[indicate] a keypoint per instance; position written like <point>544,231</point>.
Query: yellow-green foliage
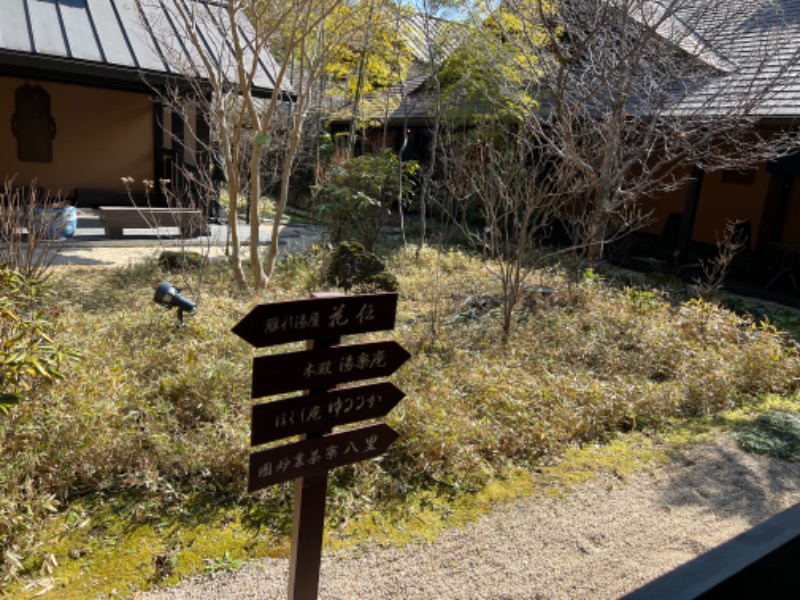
<point>152,415</point>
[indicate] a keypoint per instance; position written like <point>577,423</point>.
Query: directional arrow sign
<point>274,465</point>
<point>320,412</point>
<point>315,318</point>
<point>278,373</point>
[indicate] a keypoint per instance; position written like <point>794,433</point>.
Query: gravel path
<point>602,540</point>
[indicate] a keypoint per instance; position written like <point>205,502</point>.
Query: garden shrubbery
<point>165,411</point>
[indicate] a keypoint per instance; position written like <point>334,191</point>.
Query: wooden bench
<point>189,221</point>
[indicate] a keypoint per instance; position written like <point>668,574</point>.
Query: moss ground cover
<point>131,471</point>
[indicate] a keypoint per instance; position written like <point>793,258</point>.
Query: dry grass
<point>164,412</point>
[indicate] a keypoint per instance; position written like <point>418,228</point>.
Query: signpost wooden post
<point>321,321</point>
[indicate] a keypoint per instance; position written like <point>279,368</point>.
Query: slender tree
<point>287,36</point>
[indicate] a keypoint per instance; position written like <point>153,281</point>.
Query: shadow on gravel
<point>725,481</point>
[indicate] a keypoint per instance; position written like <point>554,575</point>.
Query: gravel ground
<point>601,540</point>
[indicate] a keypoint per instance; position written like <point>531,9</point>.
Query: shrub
<point>356,198</point>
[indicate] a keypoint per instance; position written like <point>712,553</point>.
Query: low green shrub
<point>776,434</point>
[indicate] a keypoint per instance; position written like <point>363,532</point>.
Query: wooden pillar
<point>178,130</point>
<point>690,212</point>
<point>158,146</point>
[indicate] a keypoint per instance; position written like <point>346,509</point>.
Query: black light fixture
<point>169,296</point>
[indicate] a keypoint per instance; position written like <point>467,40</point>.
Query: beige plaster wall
<point>722,201</point>
<point>101,136</point>
<point>791,227</point>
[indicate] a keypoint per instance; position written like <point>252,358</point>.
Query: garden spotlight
<point>170,296</point>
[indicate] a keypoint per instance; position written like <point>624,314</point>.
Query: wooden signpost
<point>321,321</point>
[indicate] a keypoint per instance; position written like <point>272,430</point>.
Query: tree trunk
<point>235,259</point>
<point>280,208</point>
<point>259,279</point>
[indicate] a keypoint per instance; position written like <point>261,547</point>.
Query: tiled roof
<point>754,45</point>
<point>112,42</point>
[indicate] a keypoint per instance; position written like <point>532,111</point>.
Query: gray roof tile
<point>99,38</point>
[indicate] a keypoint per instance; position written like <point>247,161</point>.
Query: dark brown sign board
<point>315,318</point>
<point>316,369</point>
<point>321,321</point>
<point>300,459</point>
<point>321,412</point>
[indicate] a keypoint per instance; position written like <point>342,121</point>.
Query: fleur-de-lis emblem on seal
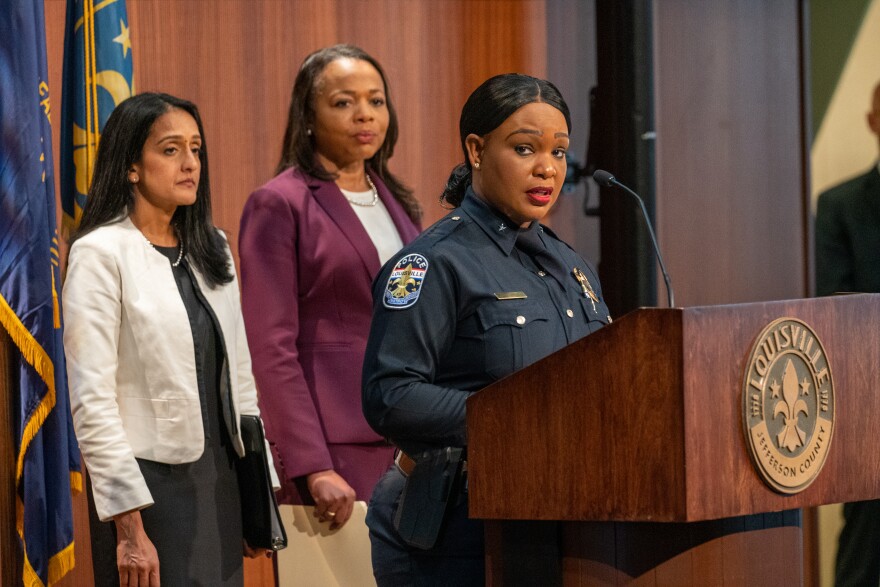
<point>790,406</point>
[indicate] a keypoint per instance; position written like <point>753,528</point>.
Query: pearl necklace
<point>373,189</point>
<point>179,255</point>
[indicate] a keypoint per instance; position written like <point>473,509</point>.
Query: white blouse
<point>378,224</point>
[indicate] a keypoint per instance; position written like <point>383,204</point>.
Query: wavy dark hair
<point>298,149</point>
<point>487,108</point>
<point>111,195</point>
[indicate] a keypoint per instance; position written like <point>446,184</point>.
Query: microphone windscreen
<point>602,177</point>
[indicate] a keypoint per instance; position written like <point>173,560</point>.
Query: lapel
<point>330,198</point>
<point>871,191</point>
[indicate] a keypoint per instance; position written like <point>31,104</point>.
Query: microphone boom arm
<point>604,178</point>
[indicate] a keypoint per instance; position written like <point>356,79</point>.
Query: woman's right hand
<point>136,557</point>
<point>334,497</point>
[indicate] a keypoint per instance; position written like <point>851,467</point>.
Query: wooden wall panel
<point>237,60</point>
<point>730,150</point>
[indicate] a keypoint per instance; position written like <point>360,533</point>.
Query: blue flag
<point>48,466</point>
<point>97,77</point>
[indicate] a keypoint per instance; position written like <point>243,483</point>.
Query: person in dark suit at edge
<point>848,260</point>
<point>312,240</point>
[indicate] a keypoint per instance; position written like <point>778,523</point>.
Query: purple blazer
<point>307,265</point>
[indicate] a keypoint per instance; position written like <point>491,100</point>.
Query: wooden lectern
<point>622,458</point>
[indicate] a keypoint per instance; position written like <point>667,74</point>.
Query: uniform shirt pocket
<point>507,326</point>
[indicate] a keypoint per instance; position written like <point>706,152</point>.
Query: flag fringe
<point>35,355</point>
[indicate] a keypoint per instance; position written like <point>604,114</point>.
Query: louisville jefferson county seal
<point>788,405</point>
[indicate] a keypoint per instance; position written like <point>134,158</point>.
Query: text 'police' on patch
<point>405,283</point>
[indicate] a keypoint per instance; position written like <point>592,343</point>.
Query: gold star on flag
<point>123,38</point>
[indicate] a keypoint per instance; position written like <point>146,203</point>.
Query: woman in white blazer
<point>157,357</point>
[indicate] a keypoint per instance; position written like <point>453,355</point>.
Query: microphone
<point>603,178</point>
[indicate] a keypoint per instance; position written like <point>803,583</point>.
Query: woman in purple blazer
<point>312,240</point>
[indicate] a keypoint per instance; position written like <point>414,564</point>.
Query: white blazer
<point>131,363</point>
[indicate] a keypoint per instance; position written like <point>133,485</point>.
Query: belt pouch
<point>431,487</point>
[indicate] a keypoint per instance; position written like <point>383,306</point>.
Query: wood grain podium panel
<point>642,421</point>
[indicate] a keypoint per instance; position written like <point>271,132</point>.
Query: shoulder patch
<point>405,282</point>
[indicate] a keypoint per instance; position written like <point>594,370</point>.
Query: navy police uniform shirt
<point>459,308</point>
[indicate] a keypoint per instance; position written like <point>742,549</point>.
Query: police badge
<point>405,282</point>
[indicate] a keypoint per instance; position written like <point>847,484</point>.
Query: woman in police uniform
<point>483,293</point>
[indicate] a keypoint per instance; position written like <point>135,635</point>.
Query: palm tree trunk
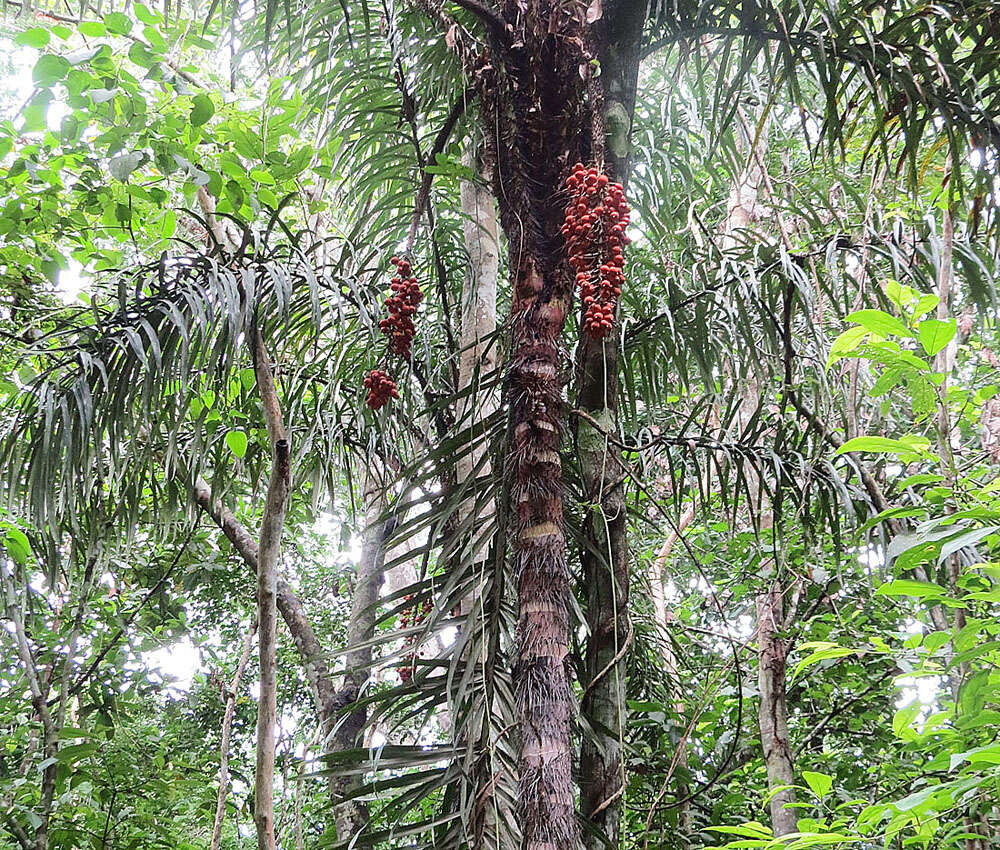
<point>351,815</point>
<point>773,714</point>
<point>227,728</point>
<point>271,527</point>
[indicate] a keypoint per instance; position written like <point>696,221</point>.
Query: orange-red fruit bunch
<point>402,304</point>
<point>413,615</point>
<point>596,218</point>
<point>380,388</point>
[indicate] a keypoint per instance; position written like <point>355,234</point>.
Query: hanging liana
<point>596,217</point>
<point>399,328</point>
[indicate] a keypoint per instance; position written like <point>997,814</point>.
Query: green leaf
<point>820,783</point>
<point>934,334</point>
<point>92,29</point>
<point>49,69</point>
<point>36,37</point>
<point>118,23</point>
<point>879,322</point>
<point>146,15</point>
<point>902,719</point>
<point>168,224</point>
<point>237,442</point>
<point>910,587</point>
<point>848,342</point>
<point>124,164</point>
<point>17,545</point>
<point>202,110</point>
<point>886,445</point>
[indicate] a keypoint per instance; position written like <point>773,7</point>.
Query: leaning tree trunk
<point>773,714</point>
<point>271,526</point>
<point>772,649</point>
<point>350,815</point>
<point>604,550</point>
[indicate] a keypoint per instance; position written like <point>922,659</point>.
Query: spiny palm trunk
<point>604,552</point>
<point>670,663</point>
<point>772,649</point>
<point>487,756</point>
<point>227,728</point>
<point>541,680</point>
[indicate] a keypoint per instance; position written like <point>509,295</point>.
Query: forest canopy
<point>499,424</point>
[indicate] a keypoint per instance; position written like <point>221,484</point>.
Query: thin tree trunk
<point>670,665</point>
<point>227,727</point>
<point>50,734</point>
<point>310,650</point>
<point>350,816</point>
<point>271,526</point>
<point>604,550</point>
<point>773,714</point>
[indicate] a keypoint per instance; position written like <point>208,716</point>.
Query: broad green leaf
<point>886,445</point>
<point>124,164</point>
<point>237,442</point>
<point>202,110</point>
<point>902,720</point>
<point>118,23</point>
<point>848,342</point>
<point>17,545</point>
<point>49,69</point>
<point>935,335</point>
<point>820,783</point>
<point>36,37</point>
<point>910,587</point>
<point>879,322</point>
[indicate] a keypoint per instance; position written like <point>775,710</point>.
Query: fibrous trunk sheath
<point>541,680</point>
<point>604,553</point>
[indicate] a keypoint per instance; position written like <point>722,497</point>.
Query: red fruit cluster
<point>402,304</point>
<point>413,615</point>
<point>596,218</point>
<point>380,388</point>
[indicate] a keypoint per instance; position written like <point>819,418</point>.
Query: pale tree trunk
<point>944,363</point>
<point>772,654</point>
<point>487,758</point>
<point>604,551</point>
<point>39,687</point>
<point>772,650</point>
<point>227,728</point>
<point>670,665</point>
<point>351,815</point>
<point>272,523</point>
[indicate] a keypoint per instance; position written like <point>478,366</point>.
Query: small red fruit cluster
<point>412,615</point>
<point>596,218</point>
<point>402,305</point>
<point>380,388</point>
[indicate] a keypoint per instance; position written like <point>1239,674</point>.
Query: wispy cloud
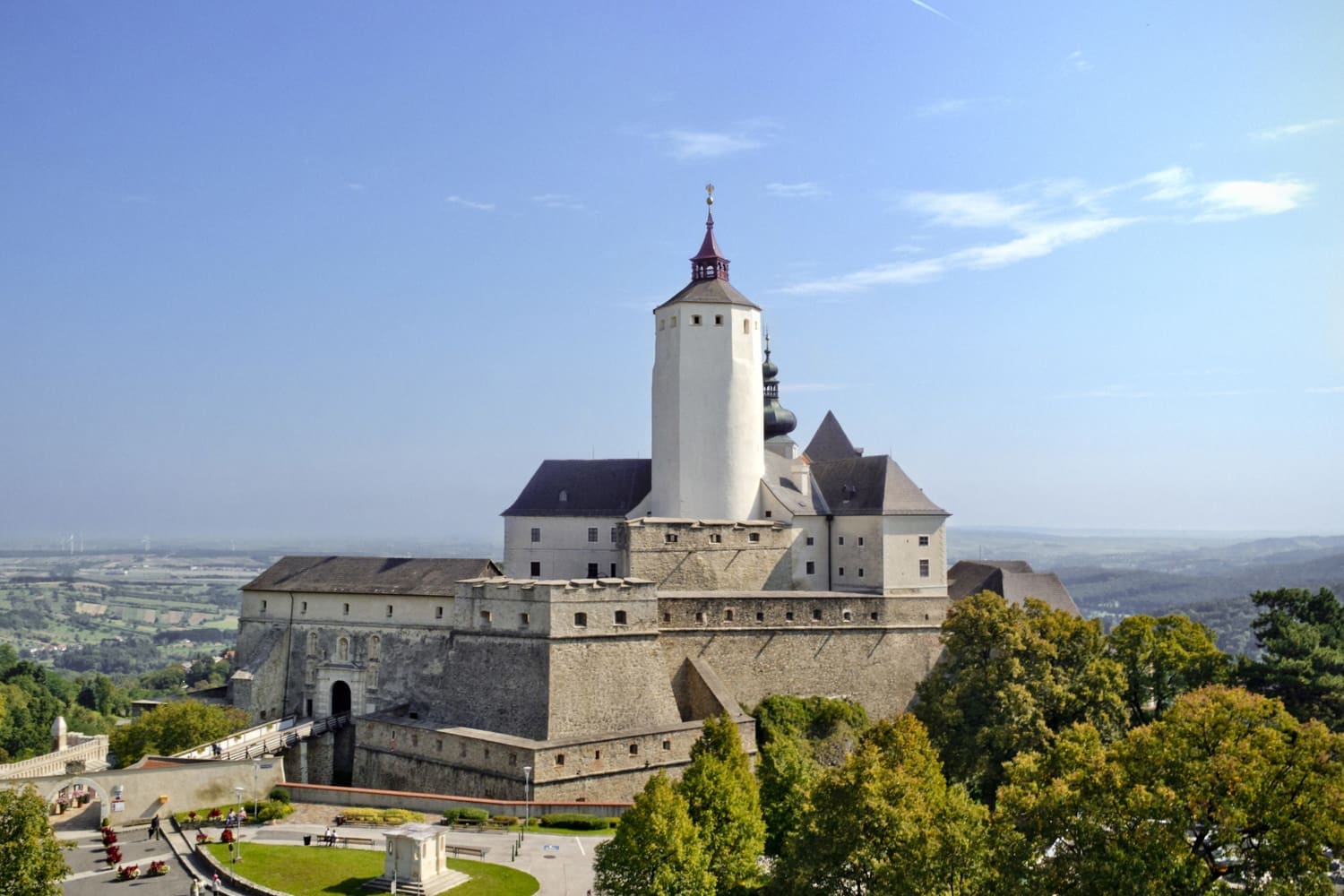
<point>559,201</point>
<point>925,5</point>
<point>803,190</point>
<point>1293,131</point>
<point>1040,218</point>
<point>712,144</point>
<point>1077,62</point>
<point>467,203</point>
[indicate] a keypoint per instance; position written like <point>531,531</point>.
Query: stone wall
<point>691,555</point>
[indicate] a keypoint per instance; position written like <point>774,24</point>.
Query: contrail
<point>925,5</point>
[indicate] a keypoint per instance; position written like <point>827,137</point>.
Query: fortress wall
<point>695,562</point>
<point>879,667</point>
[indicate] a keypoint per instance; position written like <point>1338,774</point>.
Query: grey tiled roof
<point>830,443</point>
<point>590,487</point>
<point>371,575</point>
<point>871,485</point>
<point>710,292</point>
<point>1011,579</point>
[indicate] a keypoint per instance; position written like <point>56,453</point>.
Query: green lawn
<point>317,872</point>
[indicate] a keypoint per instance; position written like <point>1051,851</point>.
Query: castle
<point>642,595</point>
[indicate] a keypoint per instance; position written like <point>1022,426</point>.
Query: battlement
<point>556,607</point>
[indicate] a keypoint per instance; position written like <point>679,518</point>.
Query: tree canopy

########################################

### [任务要求]
请从上面包含“written like <point>624,314</point>.”的那一行开始，到包含“<point>99,38</point>”的那一行结束，把这些行原样照抄一遍，首尾两行都包括在内，只写这些行。

### [任务答案]
[indicate] a keypoint per instance; position written like <point>624,314</point>.
Query: wooden signpost
<point>321,321</point>
[indicate] a keypoint per instance; position written like <point>272,430</point>.
Query: tree trunk
<point>235,259</point>
<point>280,208</point>
<point>259,279</point>
[indicate] a keypoint per instance; position written like <point>261,547</point>.
Query: tiled roof
<point>754,45</point>
<point>112,42</point>
[indicate] a keypoint per instance; position written like <point>532,111</point>.
Query: gray roof tile
<point>99,38</point>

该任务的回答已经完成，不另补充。